What you should do:
Reproduce every one of the entries below word for word, leaving out the pictures.

# START OF Material to process

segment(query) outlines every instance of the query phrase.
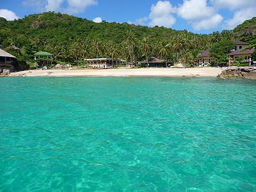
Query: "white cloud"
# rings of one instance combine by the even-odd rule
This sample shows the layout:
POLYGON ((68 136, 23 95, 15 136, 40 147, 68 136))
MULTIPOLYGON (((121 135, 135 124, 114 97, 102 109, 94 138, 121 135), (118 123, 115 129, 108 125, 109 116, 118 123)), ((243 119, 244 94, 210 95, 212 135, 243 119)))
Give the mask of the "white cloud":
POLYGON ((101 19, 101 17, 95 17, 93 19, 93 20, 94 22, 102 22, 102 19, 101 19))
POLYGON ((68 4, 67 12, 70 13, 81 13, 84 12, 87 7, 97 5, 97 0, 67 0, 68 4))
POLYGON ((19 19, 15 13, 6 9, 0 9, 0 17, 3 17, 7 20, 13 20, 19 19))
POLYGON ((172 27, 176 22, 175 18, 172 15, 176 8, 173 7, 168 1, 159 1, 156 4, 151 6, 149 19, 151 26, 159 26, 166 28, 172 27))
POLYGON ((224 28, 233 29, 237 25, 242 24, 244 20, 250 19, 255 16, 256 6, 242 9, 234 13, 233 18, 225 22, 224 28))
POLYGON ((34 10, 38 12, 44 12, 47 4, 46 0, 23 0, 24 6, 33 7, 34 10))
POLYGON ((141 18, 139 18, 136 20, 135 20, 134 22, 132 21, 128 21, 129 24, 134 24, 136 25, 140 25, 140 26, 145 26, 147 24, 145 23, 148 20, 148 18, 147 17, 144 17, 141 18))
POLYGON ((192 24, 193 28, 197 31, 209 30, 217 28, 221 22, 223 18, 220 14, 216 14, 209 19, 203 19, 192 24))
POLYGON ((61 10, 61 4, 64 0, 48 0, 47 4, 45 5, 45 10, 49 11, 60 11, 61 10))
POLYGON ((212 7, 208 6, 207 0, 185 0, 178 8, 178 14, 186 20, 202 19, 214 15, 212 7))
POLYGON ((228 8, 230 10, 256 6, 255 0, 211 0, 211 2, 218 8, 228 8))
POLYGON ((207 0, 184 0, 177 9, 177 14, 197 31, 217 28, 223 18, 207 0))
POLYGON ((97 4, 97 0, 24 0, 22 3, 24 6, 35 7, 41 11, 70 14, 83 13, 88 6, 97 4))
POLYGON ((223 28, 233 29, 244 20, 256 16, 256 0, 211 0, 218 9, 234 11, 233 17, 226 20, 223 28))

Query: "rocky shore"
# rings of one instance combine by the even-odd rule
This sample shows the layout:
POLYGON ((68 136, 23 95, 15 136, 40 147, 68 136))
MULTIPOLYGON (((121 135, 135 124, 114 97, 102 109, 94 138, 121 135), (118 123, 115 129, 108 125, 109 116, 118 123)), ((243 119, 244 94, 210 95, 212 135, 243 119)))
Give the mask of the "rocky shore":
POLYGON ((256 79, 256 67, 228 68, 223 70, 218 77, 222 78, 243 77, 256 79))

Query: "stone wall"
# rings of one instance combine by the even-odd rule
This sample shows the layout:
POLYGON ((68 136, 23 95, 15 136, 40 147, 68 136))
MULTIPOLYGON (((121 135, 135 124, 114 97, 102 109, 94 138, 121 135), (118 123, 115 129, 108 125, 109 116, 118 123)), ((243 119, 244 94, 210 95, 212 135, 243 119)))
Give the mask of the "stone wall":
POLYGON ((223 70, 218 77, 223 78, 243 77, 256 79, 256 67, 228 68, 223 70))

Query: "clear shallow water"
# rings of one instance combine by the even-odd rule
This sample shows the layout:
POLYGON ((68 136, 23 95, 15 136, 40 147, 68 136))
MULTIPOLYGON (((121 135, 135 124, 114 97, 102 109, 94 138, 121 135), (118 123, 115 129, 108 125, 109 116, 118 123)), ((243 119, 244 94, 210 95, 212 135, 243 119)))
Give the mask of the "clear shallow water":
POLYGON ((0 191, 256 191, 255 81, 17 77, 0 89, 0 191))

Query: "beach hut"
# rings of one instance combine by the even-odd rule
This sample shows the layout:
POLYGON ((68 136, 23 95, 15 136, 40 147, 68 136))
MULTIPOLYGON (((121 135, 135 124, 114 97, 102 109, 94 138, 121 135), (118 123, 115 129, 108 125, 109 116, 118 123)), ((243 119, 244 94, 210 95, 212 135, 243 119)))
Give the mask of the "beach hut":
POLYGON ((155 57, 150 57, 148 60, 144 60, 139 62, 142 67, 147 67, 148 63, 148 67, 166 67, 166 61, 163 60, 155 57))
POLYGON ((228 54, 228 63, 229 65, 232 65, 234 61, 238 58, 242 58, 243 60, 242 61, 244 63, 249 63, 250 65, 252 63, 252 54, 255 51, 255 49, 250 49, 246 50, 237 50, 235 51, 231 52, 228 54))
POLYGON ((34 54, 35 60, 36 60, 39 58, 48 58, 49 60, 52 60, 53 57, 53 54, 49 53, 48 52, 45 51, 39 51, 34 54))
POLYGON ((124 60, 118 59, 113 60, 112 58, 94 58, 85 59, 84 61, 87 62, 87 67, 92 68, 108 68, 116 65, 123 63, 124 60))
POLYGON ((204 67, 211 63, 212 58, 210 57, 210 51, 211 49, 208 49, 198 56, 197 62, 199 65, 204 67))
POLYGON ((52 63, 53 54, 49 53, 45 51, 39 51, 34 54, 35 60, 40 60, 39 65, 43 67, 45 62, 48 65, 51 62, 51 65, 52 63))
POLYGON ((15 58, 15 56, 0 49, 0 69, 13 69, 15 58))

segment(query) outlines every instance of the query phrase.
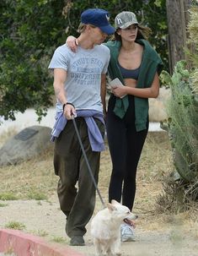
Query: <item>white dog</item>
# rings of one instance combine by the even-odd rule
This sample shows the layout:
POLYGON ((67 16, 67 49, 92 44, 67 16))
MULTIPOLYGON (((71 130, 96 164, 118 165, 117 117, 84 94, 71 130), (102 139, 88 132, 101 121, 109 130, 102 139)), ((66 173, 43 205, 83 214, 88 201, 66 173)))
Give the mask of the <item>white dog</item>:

# END OF Material to process

Answer:
segment(query) outlines every instance of the query phrase.
Query: "white cloud"
# rings of one instance combine by the even-odd rule
This sample shows the layout:
POLYGON ((68 136, 23 95, 15 136, 40 147, 68 136))
MULTIPOLYGON (((121 135, 135 124, 114 97, 102 109, 94 138, 121 135), (118 123, 115 129, 108 125, 109 116, 118 123)), ((243 119, 244 94, 210 95, 212 135, 243 119)))
Give the mask of the "white cloud":
POLYGON ((101 19, 101 17, 95 17, 93 19, 93 20, 94 22, 102 22, 102 19, 101 19))
POLYGON ((68 4, 67 12, 70 13, 81 13, 84 12, 87 7, 97 5, 97 0, 67 0, 68 4))
POLYGON ((19 19, 15 13, 6 9, 0 9, 0 17, 3 17, 7 20, 13 20, 19 19))
POLYGON ((172 27, 176 22, 175 18, 172 15, 176 8, 173 7, 168 1, 159 1, 156 4, 151 6, 149 19, 151 26, 159 26, 166 28, 172 27))
POLYGON ((224 28, 233 29, 237 25, 242 24, 244 20, 250 19, 255 16, 256 6, 242 9, 234 13, 233 18, 225 22, 224 28))
POLYGON ((34 10, 38 12, 44 12, 47 4, 46 0, 23 0, 24 6, 33 7, 34 10))
POLYGON ((141 18, 139 18, 136 20, 135 20, 134 22, 132 21, 128 21, 129 24, 134 24, 136 25, 140 25, 140 26, 145 26, 147 24, 145 23, 148 20, 148 18, 147 17, 144 17, 141 18))
POLYGON ((192 24, 193 28, 197 31, 209 30, 217 28, 221 22, 223 18, 220 14, 216 14, 209 19, 203 19, 192 24))
POLYGON ((61 10, 61 4, 64 0, 48 0, 47 4, 45 5, 45 10, 49 11, 60 11, 61 10))
POLYGON ((212 7, 208 6, 207 0, 185 0, 178 8, 178 14, 186 20, 202 19, 214 15, 212 7))
POLYGON ((228 8, 230 10, 256 6, 255 0, 211 0, 211 2, 218 8, 228 8))
POLYGON ((207 0, 184 0, 177 9, 177 14, 197 31, 217 28, 223 18, 207 0))
POLYGON ((97 4, 97 0, 24 0, 22 3, 24 6, 35 7, 41 11, 70 14, 83 13, 88 6, 97 4))
POLYGON ((223 28, 233 29, 244 20, 256 16, 256 0, 211 0, 218 9, 234 11, 233 17, 226 20, 223 28))

Query: "rocky shore"
# rings of one instance combine by the even-odd rule
This sample shows the layout:
POLYGON ((68 136, 23 95, 15 136, 40 147, 68 136))
MULTIPOLYGON (((121 135, 135 124, 114 97, 102 109, 94 138, 121 135), (118 123, 115 129, 108 125, 109 116, 118 123)), ((243 119, 244 94, 210 95, 212 135, 243 119)))
Give the mask of the "rocky shore":
POLYGON ((256 79, 256 67, 228 68, 223 70, 218 77, 222 78, 243 77, 256 79))

Query: "stone wall"
# rings of one instance combine by the even-odd rule
This sample shows the layout:
POLYGON ((68 136, 23 95, 15 136, 40 147, 68 136))
MULTIPOLYGON (((121 135, 135 124, 114 97, 102 109, 94 138, 121 135), (118 123, 115 129, 108 125, 109 116, 118 123)), ((243 119, 244 94, 210 95, 212 135, 243 119)))
Give the mask of the "stone wall":
POLYGON ((223 70, 218 77, 223 78, 243 77, 256 79, 256 67, 228 68, 223 70))

Query: "clear shallow water"
# rings of one instance combine by the even-odd rule
This sample shows the layout:
POLYGON ((68 136, 23 95, 15 136, 40 147, 68 136))
MULTIPOLYGON (((121 135, 135 124, 114 97, 102 109, 94 138, 121 135), (118 123, 115 129, 108 125, 109 116, 118 123)), ((243 119, 244 94, 210 95, 212 135, 243 119)))
Give the mask of the "clear shallow water":
POLYGON ((0 191, 256 191, 255 81, 17 77, 0 89, 0 191))

Query: "beach hut"
# rings of one instance combine by the even-odd rule
This sample shows the layout:
POLYGON ((68 136, 23 95, 15 136, 40 147, 68 136))
MULTIPOLYGON (((121 135, 135 124, 114 97, 102 109, 94 138, 121 135), (118 123, 115 129, 108 125, 109 116, 118 123)), ((243 119, 244 94, 210 95, 212 135, 243 119)))
Give the mask of the "beach hut":
POLYGON ((155 57, 150 57, 148 60, 144 60, 139 62, 142 67, 147 67, 148 63, 148 67, 166 67, 166 61, 163 60, 155 57))
POLYGON ((228 54, 228 63, 229 65, 232 65, 234 61, 238 58, 242 58, 243 60, 242 61, 244 63, 249 63, 250 65, 252 63, 252 54, 255 51, 255 49, 250 49, 246 50, 237 50, 235 51, 231 52, 228 54))
POLYGON ((34 54, 35 60, 36 60, 39 58, 48 58, 49 60, 52 60, 53 57, 53 54, 49 53, 48 52, 45 51, 39 51, 34 54))
POLYGON ((124 60, 118 59, 113 60, 112 58, 94 58, 85 59, 84 61, 87 62, 87 67, 92 68, 108 68, 116 65, 123 63, 124 60))
POLYGON ((204 67, 211 63, 212 58, 210 57, 210 51, 211 49, 208 49, 198 56, 197 62, 199 65, 204 67))
POLYGON ((52 63, 53 54, 49 53, 45 51, 39 51, 34 54, 35 60, 40 60, 39 65, 43 67, 45 62, 48 65, 51 62, 51 65, 52 63))
POLYGON ((15 58, 15 56, 0 49, 0 69, 13 69, 15 58))

segment(query) outlines every instance of the query phrase.
Query: <item>white dog</item>
# rings of one instance combine by the even-odd rule
This sample shows the layout:
POLYGON ((67 16, 67 49, 92 44, 67 16))
MULTIPOLYGON (((71 130, 96 164, 118 165, 117 117, 84 94, 71 130), (102 139, 88 132, 101 121, 109 130, 102 139)), ((66 173, 43 205, 83 214, 88 201, 66 173)))
Give the mask of the <item>white dog</item>:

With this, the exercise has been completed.